### Page extract
Let’s see how to compare two cells’ text using a simple formula. Here we will not consider the case-sensitive issue. Our only concern is to check only the values. For this method let’s consider a dataset of fruits. In the dataset, we will have two-column Fruit lists. Now our task is to match the names of the fruits and show their matched result.

**Step 1: **Enter the formula in cell D4.

`=B4=C4`

**Step 2: **Copy down the formula up to **D12**

*[Note: As this formula will not work for the case-sensitive issues that are why if the text matches with values but they are not in the same letter it will show TRUE for that.]*

**2. Compare Two Cells Text Using EXACT Function (Case Sensitive)**

In this section, we will see how to compare two cells of text where we will be considered the exact match using the **EXACT **function. For this method let’s consider a dataset used before. Now our task is to compare the names of the fruits and show their exact matched result.

**Step 1: **Enter the formula in cell **D4**.

`=EXACT(B4, C4)`

**Step 2: **Copy down the formula up to **D12**

**Observation:**

If you observe the result you can see that the **EXACT **function is returning the result TRUE if and only if the whole text is fully matched. It is also case-sensitive.

**2.1 EXACT with IF Condition **

Here we will additionally use the **IF **function with the **EXACT **function to show the conditional results. For this also we will use the same dataset above.

### Given information
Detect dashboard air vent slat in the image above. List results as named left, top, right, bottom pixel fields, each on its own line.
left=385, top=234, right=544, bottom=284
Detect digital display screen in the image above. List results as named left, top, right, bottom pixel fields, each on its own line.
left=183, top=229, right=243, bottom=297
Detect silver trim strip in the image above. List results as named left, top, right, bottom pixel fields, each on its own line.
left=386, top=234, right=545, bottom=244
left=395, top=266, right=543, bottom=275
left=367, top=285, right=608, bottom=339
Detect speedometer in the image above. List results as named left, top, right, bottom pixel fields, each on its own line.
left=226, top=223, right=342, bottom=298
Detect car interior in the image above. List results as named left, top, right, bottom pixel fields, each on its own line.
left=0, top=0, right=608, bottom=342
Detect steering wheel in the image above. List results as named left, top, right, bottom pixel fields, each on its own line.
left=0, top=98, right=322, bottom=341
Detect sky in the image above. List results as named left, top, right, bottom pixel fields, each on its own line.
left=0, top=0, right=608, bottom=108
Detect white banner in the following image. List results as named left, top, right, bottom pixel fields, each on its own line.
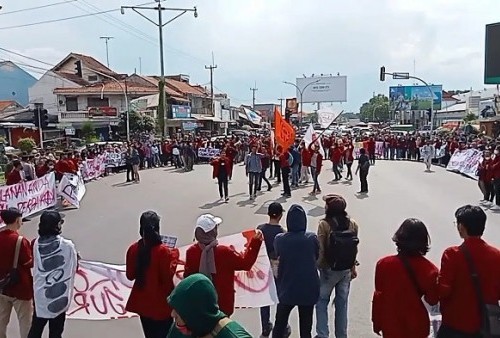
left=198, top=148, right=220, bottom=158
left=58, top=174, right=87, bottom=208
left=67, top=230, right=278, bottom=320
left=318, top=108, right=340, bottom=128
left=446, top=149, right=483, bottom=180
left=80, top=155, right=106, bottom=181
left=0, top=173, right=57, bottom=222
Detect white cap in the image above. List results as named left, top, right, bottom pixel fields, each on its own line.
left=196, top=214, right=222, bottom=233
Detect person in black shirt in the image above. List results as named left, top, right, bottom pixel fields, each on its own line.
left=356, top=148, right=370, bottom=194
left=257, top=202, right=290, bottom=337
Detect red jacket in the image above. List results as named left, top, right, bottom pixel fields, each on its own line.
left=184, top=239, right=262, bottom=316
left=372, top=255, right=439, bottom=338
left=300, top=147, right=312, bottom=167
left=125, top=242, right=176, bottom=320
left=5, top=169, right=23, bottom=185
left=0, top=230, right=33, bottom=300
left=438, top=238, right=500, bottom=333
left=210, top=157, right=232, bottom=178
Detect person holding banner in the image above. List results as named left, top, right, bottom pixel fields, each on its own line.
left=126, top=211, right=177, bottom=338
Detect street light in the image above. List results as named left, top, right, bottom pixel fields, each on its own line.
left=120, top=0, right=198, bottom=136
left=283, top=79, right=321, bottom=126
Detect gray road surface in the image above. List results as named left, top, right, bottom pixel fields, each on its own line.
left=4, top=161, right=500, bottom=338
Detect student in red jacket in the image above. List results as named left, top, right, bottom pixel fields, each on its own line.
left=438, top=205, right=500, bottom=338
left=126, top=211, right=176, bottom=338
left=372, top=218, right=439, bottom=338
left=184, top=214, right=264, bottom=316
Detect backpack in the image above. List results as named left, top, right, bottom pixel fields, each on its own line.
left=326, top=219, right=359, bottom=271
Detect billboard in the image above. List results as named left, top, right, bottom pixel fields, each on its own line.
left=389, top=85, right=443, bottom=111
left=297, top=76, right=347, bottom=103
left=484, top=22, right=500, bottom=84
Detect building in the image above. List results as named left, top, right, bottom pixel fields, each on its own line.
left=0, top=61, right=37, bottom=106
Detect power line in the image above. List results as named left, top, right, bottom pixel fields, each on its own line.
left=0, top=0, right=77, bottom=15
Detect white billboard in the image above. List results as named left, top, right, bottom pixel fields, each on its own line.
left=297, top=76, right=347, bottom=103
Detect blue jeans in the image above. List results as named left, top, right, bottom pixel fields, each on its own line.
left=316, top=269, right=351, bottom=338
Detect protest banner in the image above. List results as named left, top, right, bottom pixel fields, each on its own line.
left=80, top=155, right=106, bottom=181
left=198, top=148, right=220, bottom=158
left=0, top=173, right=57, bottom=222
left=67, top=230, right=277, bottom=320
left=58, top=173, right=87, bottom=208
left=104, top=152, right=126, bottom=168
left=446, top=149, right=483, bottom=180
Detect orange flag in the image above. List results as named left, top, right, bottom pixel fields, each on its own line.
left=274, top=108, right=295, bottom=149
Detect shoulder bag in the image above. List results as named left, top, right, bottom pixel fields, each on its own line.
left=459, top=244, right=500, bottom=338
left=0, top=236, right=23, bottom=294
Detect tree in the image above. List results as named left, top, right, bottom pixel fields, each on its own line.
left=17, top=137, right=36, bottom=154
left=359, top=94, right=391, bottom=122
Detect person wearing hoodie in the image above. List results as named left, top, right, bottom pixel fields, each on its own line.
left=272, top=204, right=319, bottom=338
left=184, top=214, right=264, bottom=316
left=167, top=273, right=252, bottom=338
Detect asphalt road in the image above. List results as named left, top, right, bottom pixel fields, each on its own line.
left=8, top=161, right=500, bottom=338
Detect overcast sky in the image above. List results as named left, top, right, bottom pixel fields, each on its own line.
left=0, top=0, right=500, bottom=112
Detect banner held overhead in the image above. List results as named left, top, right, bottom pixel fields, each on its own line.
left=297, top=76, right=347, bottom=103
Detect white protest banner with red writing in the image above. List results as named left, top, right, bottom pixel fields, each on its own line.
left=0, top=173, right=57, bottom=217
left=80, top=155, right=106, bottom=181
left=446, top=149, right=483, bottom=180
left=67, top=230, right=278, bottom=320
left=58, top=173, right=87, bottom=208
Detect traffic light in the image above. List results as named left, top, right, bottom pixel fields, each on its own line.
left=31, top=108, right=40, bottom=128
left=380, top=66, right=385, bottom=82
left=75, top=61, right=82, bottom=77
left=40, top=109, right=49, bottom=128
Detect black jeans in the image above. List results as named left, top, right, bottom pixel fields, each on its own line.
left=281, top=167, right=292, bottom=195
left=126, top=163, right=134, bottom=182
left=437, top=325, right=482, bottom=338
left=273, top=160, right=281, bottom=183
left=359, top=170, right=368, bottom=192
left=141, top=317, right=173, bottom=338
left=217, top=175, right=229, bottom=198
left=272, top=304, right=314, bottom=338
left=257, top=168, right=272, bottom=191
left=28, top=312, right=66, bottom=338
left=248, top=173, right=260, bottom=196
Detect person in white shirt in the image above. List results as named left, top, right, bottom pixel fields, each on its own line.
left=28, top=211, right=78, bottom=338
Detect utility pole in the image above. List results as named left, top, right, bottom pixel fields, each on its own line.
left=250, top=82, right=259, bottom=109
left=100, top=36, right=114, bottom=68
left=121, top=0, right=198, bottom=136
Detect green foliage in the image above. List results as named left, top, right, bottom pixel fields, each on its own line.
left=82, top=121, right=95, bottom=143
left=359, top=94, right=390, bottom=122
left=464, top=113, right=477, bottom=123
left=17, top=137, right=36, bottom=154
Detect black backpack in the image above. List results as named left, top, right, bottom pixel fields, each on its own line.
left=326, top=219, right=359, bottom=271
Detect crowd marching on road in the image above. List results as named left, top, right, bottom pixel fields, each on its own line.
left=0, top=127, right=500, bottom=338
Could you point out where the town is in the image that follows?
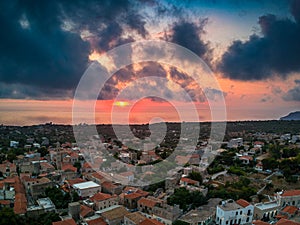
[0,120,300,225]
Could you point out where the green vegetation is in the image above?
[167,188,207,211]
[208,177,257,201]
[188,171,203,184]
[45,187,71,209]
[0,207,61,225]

--

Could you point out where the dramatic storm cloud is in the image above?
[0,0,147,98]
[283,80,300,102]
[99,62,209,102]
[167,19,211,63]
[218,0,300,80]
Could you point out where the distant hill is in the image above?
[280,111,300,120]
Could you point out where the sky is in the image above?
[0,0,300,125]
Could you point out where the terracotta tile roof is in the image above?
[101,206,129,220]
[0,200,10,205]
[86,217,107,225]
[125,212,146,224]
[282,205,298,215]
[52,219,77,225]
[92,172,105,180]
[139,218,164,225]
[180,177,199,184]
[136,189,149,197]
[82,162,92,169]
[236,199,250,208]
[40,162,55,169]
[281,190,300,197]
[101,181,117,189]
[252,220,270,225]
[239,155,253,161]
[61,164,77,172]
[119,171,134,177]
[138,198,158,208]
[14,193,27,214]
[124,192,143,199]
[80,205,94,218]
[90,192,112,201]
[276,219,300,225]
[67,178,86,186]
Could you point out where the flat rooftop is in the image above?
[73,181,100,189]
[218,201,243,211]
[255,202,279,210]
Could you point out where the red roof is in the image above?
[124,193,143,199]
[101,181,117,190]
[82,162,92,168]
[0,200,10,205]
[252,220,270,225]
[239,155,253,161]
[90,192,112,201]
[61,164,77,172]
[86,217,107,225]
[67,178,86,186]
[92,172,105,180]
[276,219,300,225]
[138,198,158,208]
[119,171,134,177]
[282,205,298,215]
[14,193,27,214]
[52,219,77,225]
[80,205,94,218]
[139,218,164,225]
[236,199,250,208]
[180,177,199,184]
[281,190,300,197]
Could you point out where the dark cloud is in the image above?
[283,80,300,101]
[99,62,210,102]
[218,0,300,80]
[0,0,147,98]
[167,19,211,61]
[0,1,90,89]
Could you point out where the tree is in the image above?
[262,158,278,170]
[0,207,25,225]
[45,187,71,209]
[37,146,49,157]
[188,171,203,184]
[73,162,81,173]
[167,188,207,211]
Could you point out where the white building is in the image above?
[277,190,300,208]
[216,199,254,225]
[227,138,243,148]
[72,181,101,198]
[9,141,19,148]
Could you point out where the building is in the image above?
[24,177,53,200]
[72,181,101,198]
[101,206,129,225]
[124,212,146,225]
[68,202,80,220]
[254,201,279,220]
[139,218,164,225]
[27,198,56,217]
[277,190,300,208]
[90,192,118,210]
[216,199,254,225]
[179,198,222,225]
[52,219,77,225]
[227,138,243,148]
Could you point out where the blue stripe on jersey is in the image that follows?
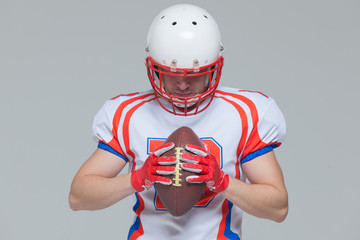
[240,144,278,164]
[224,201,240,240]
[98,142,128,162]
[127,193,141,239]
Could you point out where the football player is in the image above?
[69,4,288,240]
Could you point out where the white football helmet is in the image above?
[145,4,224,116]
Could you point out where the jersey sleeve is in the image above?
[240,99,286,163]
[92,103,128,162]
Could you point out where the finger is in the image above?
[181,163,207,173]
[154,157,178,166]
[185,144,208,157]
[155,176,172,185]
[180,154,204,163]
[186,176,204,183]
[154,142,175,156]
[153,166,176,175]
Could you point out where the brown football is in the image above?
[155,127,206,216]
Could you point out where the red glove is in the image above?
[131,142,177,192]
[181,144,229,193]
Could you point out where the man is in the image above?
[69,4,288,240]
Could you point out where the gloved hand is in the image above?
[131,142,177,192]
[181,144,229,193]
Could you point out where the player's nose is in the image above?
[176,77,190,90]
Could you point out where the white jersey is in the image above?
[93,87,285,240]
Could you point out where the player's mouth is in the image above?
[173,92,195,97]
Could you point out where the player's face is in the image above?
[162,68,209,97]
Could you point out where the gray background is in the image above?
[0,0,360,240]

---

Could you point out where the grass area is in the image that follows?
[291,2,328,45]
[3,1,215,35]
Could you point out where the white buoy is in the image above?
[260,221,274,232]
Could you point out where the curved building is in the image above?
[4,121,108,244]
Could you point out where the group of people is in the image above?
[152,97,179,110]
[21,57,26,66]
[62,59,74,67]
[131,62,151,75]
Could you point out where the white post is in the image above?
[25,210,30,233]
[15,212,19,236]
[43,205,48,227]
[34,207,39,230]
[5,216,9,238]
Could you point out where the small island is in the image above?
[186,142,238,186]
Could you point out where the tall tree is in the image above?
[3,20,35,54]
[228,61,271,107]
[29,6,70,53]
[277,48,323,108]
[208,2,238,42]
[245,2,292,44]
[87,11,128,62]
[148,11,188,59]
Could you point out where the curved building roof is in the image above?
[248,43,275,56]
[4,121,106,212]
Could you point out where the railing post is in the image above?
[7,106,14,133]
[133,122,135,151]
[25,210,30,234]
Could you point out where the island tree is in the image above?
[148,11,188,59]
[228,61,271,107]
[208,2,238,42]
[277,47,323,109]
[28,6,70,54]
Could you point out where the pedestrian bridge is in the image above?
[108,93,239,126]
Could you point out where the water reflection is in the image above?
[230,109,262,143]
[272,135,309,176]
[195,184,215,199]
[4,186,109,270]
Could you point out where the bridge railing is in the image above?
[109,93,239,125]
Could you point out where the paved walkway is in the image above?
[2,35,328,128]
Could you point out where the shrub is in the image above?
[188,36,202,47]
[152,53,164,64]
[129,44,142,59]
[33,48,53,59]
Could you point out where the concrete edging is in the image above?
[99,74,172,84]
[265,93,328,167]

### Problem
Can you copy, word for word, the stretch of the Excel cell-comparison tutorial above that opens with the words containing "Let’s see how" and closes with "their matched result."?

### Exercise response
Let’s see how to compare two cells’ text using a simple formula. Here we will not consider the case-sensitive issue. Our only concern is to check only the values. For this method let’s consider a dataset of fruits. In the dataset, we will have two-column Fruit lists. Now our task is to match the names of the fruits and show their matched result.